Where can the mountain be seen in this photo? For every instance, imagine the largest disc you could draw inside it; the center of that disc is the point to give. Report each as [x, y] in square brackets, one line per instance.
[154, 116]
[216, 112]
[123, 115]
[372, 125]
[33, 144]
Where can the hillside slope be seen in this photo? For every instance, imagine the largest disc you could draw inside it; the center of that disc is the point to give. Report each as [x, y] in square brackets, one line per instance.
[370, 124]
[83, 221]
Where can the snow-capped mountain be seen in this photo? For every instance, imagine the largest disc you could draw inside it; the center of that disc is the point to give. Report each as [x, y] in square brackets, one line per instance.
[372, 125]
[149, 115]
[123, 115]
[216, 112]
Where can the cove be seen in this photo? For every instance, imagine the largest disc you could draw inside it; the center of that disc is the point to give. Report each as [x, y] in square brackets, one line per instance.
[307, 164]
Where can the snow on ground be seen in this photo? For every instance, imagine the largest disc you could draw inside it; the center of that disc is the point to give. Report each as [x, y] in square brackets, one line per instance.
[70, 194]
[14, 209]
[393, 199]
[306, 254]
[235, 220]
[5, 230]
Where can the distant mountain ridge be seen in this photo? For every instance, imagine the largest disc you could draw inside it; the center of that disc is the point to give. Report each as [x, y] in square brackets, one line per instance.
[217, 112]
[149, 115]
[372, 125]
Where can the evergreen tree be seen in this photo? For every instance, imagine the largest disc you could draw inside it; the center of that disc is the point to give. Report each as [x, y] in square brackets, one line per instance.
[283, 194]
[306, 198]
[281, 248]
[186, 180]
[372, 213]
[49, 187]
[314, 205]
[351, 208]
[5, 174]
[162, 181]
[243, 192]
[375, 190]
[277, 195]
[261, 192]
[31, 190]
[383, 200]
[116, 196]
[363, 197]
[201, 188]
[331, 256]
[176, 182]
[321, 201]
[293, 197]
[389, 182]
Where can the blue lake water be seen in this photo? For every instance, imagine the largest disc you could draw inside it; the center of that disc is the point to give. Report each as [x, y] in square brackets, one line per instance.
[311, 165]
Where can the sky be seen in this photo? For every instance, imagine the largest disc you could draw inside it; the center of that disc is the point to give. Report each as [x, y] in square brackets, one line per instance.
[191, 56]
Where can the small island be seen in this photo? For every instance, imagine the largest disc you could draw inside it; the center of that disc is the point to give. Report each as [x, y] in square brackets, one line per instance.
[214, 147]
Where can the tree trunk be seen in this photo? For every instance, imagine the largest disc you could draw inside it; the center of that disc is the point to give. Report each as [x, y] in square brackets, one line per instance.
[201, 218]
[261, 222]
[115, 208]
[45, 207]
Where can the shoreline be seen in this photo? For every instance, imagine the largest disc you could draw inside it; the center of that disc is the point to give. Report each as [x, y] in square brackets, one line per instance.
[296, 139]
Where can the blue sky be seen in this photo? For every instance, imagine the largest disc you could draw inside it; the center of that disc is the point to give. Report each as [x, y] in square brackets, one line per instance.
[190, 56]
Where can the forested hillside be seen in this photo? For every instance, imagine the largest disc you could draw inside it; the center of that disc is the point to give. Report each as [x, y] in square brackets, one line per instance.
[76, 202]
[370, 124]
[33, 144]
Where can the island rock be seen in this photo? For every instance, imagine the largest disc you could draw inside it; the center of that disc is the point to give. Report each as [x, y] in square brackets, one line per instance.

☆ ☆ ☆ ☆ ☆

*Directions*.
Write out the material above exactly and in full.

*Answer space*.
Where can the mountain be seen in this photo? For every instance, imagine the largest disc you could draw inside it; the center of that disc is the point to give. Report each as [x, y] in square brackets, one line per instance.
[154, 116]
[216, 112]
[123, 115]
[372, 125]
[33, 144]
Where can the hillside slope be seen in this photo? For every instance, imagine the largest disc you could draw inside it; the center of that disc is the point to give. Report each as [x, y] in square brackets, one line per instance.
[370, 124]
[83, 221]
Where can the snow-capped mountain be seen in this photo? For every instance, imagine the largest disc you could draw inside it; the center of that disc is the point to give. Report each as [x, y] in square brackets, one line per instance.
[372, 125]
[149, 115]
[123, 115]
[216, 112]
Where can the cove be seen in this photo? For every instance, imagine the largest disc you could draw inside it; the center of that disc is the point to give. Report each as [x, y] in square brackets, one line per instance.
[307, 164]
Where can the snow on ground be seen in this photo? For every instance, imagine the largest disc you could draw inside it; the center of that disc is the point to give. Report each as [x, y] in square brackets, one line per instance.
[70, 194]
[14, 209]
[393, 199]
[306, 254]
[235, 220]
[5, 230]
Where can the distant mountain ridge be seen in this photo? For every instance, imagine the largest disc you could draw inside it; the center of that disc is the point to give. Report each as [x, y] in square brackets, one line per instance.
[217, 112]
[149, 115]
[372, 125]
Where can the evergreen tree be seen in this photo? For every instance, imagine the largest disc you could draw inside it; the center of that disc is the point to give. Report each as [x, y] in square brackets, one line per instance.
[283, 194]
[306, 198]
[281, 248]
[186, 180]
[372, 213]
[49, 187]
[314, 205]
[351, 208]
[5, 174]
[162, 181]
[243, 192]
[375, 190]
[277, 195]
[261, 192]
[31, 190]
[383, 200]
[116, 196]
[363, 197]
[201, 188]
[331, 256]
[176, 182]
[321, 201]
[293, 197]
[389, 182]
Where can the blue lake water be seen in this photo? For every instance, imagine the largest disc you could draw inside it; the center of that disc is the point to give. Report each as [x, y] in square brackets, one line per instance.
[311, 165]
Where can the sky be seen in this photo? For every instance, imagine the largest disc you could draw inside it; the center of that disc is the point to give. Report each as [x, y] in square brackets, one line per instance.
[191, 56]
Where can the small island be seen in this photo? For every instance, imagine the largest disc you could draw inside it; the center of that disc is the point to give. Report each as [x, y] in square brackets, one line per instance.
[214, 147]
Where can the tree trunk be seen in this photo? For every instance, imagine the largest disc you could draw inside it; the center of that disc is the point to give. Report each as [x, y] in square brackets, one line per instance.
[201, 218]
[261, 222]
[115, 208]
[45, 207]
Where can the shoreline be seen in this photo? For every instance, imagine the largest disc you could draw inside it; the center of that disc is the point to give. Report each as [x, y] in square brackets, one line per instance.
[296, 139]
Where can the blue sky be seen in this photo? For every instance, imagine the largest disc you could draw inside it; the center of that disc is the point to give. Report each as [x, y] in square brackets, one line per instance.
[190, 56]
Where can the forested hillside be seen in this photo? For every instance, imagine the largest disc you could draw inside it; the center of that disc is the point to give. Report each as [x, y] in square brackets, one line per instance.
[76, 202]
[370, 124]
[33, 144]
Where can the island rock be seen in this photo? For every instance, imagine the largest disc you could draw inside it; the center of that disc is the point to give. Report each as [x, y] in square brackets, one line per instance.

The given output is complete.